● Problem to work on
Copy out the listing below verbatim, starting with the line that contains "of the church" and continuing through the end of the listing.
-- START Task inputs --
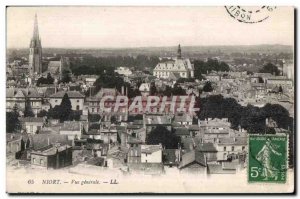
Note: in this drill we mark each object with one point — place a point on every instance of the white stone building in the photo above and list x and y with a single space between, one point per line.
177 68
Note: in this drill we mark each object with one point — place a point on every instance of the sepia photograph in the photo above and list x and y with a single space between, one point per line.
150 99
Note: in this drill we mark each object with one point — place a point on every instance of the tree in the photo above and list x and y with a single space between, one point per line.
270 68
42 113
161 135
66 78
42 80
207 87
177 90
28 109
12 120
65 109
50 79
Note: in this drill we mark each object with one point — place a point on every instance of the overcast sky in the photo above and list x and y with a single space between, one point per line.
101 27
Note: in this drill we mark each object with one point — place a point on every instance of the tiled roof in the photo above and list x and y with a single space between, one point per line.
170 156
182 131
71 126
150 148
42 140
207 147
50 149
233 141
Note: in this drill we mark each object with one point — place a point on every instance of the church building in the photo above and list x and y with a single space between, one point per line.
175 68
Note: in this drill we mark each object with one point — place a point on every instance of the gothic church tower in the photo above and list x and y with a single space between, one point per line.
-- END Task inputs --
● Expected answer
Note: in this drill we mark each object with one point — place a point on every instance of the church building in the photo above and list x and y with a single space between, one point per line.
175 68
Note: in this drill we mark each object with one point — place a point on every instance of the gothic church tower in the photo above and list x and y with a single space between, one point per line.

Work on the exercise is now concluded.